Materials provided
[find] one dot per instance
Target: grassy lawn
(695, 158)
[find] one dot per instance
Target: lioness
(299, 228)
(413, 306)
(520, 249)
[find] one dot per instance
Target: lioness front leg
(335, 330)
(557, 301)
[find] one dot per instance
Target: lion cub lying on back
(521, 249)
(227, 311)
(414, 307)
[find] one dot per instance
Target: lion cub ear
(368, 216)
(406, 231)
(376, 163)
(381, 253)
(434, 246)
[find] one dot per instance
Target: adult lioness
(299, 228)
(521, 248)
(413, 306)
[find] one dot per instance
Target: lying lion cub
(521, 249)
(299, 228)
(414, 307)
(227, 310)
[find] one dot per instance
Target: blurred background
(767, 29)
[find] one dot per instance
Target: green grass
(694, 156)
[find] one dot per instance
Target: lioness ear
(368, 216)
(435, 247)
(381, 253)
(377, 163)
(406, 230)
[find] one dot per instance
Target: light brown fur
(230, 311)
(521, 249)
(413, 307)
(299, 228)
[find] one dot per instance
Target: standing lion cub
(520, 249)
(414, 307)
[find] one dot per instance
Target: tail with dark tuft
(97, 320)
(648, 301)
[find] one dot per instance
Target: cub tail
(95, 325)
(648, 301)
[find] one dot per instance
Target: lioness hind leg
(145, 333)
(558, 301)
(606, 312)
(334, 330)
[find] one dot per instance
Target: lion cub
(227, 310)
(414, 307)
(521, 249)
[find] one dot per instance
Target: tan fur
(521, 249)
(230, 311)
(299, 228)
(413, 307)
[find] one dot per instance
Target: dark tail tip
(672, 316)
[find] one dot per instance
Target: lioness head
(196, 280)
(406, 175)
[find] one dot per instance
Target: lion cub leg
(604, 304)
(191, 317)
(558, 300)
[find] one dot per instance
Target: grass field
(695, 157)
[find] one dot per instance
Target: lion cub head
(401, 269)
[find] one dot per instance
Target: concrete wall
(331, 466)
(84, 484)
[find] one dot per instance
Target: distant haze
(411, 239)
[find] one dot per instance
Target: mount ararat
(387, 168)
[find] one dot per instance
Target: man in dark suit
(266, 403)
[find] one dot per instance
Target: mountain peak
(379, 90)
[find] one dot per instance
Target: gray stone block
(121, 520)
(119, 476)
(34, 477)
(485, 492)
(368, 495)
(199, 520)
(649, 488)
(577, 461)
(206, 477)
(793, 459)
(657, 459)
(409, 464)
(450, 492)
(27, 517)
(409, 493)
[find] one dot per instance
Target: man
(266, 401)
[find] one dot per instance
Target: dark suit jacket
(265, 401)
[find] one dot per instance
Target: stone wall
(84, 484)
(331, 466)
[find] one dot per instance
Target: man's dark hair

Description of the task
Output the material again, line for line.

Result of this task
[find] one dot per instance
Target: grassy lawn
(695, 158)
[find] one dot per instance
Target: lioness
(299, 228)
(413, 306)
(520, 249)
[find] one dot per instance
Target: lioness front leg
(335, 330)
(557, 301)
[find] one dot per instance
Target: lion cub lying on back
(521, 249)
(227, 311)
(414, 307)
[find] one dot per instance
Target: lion cub ear
(368, 216)
(406, 231)
(376, 163)
(381, 253)
(434, 246)
[find] one dot per instance
Target: adult lioness
(299, 228)
(521, 248)
(413, 306)
[find] one dot per instance
Target: lying lion cub
(521, 249)
(299, 228)
(414, 307)
(227, 310)
[find] one dot per instance
Target: blurred background
(767, 29)
[find] one dot per instance
Target: green grass
(694, 156)
[find] one dot per instance
Target: lioness ear
(368, 216)
(435, 247)
(381, 253)
(377, 163)
(406, 230)
[find] one dot per instance
Target: light brown fur
(230, 311)
(521, 249)
(413, 307)
(299, 228)
[find] one dot per instance
Target: standing lion cub
(520, 249)
(414, 307)
[find] one dot per instance
Target: tail with dark tuft
(97, 320)
(648, 301)
[find] one dot per instance
Target: cub tail
(95, 325)
(648, 301)
[find] one dot per instance
Target: lioness hind leg
(145, 333)
(558, 301)
(606, 312)
(334, 330)
[find] one dot per instance
Target: lion cub
(227, 310)
(414, 307)
(521, 249)
[find] one dot per instance
Target: tan fur
(521, 249)
(230, 311)
(299, 228)
(413, 307)
[find] one dot per instance
Target: dark tail tip
(672, 316)
[find] one dot per instance
Target: lioness head
(196, 280)
(406, 175)
[find] one dot per instance
Target: lion cub leg
(604, 304)
(191, 317)
(558, 300)
[find] one dot per instance
Target: grass field
(695, 157)
[find] one dot per instance
Target: lion cub head
(401, 269)
[find] one dot per instance
Target: concrete wall
(331, 466)
(84, 484)
[find] one dot per instance
Target: distant haze
(411, 239)
[find] one dot per instance
Target: mount ararat
(387, 168)
[find] one dot per instance
Target: man in dark suit
(266, 403)
[find] one dot per instance
Target: mountain peak
(379, 90)
[find] one dot per instance
Target: gray stone block
(121, 520)
(119, 476)
(34, 477)
(485, 492)
(368, 495)
(199, 520)
(649, 488)
(577, 461)
(206, 477)
(793, 459)
(657, 459)
(409, 464)
(450, 492)
(27, 517)
(409, 493)
[find] one dot per instance
Target: man
(266, 401)
[find] one dot per instance
Target: dark suit jacket
(265, 401)
[find] one dot per instance
Target: stone wall
(84, 484)
(331, 466)
[find] one dot per instance
Target: man's dark hair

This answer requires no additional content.